▶ 本文:
══════

「ソーシャルディスタンスは1メートル」

「ソーシャルディスタンス」という考え方がこのパンデミックによって定着しました。「互いの飛沫がかからないよう、人との距離を2メートル取りましょう」というものです。

ところがイタリアでは、「ソーシャルディスタンスは1メートルで」とされています。おそらく、その距離が彼らにとっての限界ギリギリの線なのだろうと思います。イタリア人たちは、相手の顔を見ながらそば近くでしゃべりたいのです。そうでなければ彼らのコミュニケーションは成立しません。それを精一杯我慢しての“1メートル”なわけです。

人との距離を詰めて話したいという気持ちは、電話からも伝わってきます。たとえばうちの姑。彼女から電話がかかってくると、受話器を耳から20センチほど離して聞くようにしないと、鼓膜が破れんばかりの迫力で向こうの声が迫ってくる。このご時世、電話を介していても飛沫感染の危険があるような気がしてしまうほどです。姑同様にイタリアの多くの人にとって、それぐらいの熱量でもって人と話すことが当然なのだと思います。

とはいえ、本人にその自覚はありません。私が家族に指摘しても「日本人の声の音量が抑え気味だからって、そちらに基準を置くな」と言われてしまいます。たしかに、言語や国民性によってしゃべり方や声のボリュームは違いますから、基準なんてない。ただ、今回のパンデミックでは大声で飛沫を飛ばしまくりながらしゃべる国民の国と、基本的に飛沫の飛ばないしゃべり方をする国民の国では、感染率にも差が出たのではないかと勘ぐらずにはいられないのです。

══════

▶ 与えられた資料:

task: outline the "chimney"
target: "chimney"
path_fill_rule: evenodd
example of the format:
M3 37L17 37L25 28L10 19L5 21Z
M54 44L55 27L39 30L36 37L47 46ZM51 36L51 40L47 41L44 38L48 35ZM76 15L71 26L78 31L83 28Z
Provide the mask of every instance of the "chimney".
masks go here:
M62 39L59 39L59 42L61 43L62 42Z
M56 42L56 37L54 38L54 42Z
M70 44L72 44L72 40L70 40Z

══════

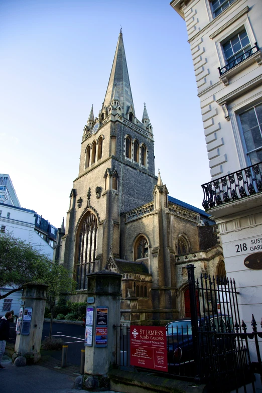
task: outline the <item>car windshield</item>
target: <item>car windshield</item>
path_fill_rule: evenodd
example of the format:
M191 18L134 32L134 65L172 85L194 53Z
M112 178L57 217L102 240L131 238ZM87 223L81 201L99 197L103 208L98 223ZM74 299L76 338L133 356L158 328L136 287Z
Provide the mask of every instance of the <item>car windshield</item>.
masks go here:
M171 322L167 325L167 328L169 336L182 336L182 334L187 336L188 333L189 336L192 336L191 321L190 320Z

══════

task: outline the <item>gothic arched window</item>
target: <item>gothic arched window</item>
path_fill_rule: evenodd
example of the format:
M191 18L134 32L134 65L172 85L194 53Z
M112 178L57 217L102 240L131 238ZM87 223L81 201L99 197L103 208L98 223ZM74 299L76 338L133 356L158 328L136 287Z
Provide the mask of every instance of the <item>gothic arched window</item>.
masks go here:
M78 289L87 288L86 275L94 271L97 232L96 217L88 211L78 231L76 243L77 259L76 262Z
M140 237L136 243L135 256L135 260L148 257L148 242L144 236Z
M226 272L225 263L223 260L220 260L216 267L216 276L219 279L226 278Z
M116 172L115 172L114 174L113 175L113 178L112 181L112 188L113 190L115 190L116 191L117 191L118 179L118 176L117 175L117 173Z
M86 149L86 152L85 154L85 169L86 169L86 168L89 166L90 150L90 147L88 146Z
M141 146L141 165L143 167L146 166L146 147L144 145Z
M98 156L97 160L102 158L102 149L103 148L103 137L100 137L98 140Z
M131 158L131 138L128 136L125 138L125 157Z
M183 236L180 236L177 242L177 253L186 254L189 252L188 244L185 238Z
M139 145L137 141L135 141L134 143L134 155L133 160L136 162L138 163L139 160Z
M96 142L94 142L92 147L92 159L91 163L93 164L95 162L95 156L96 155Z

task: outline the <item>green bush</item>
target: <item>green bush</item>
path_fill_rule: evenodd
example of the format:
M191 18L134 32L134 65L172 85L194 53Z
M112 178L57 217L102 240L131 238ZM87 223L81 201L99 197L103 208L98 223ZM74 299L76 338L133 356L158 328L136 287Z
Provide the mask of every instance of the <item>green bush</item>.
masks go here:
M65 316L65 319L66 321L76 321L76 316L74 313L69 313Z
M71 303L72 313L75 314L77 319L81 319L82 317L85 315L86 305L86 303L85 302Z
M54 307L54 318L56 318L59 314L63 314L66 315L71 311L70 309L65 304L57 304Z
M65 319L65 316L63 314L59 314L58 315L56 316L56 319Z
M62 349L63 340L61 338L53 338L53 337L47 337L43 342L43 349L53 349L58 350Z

══════

▶ 情報の活用:
a) 本文によると、姑から電話がかかってきたとき、筆者は受話器を耳からどれくらい離して聞いていますか。
b) ソーシャルディスタンスを扱った本文を、最後の文の後から書き継いでください。
資料は本文とは関係がありません。

▶ 練習問題の解答:
a) 20センチほどです。

b)
日本人とは違う衛生管理の価値観

以前、ハンカチで鼻をかみ、それを畳んでポケットに入れ、しかもそのハンカチを人に貸すというイタリア家族たちの習性をエッセー漫画に描いたら、「そんなに私たちのことを不潔扱いしなくてもいいじゃないの!」と、家族からこっぴどく怒られました。

漫画に描いたのは、決して彼らをバカにしてのことではありません。日本人の私たちとは衛生管理の価値観が違うということを言いたかったのです。でもあれほど怒るということは、やっぱり後ろめたいところがあるんじゃないでしょうかね(笑)。おそらく、彼らにも少しは公衆衛生という面で腑に落ちないものがあったから、私の漫画にカチンときたのです。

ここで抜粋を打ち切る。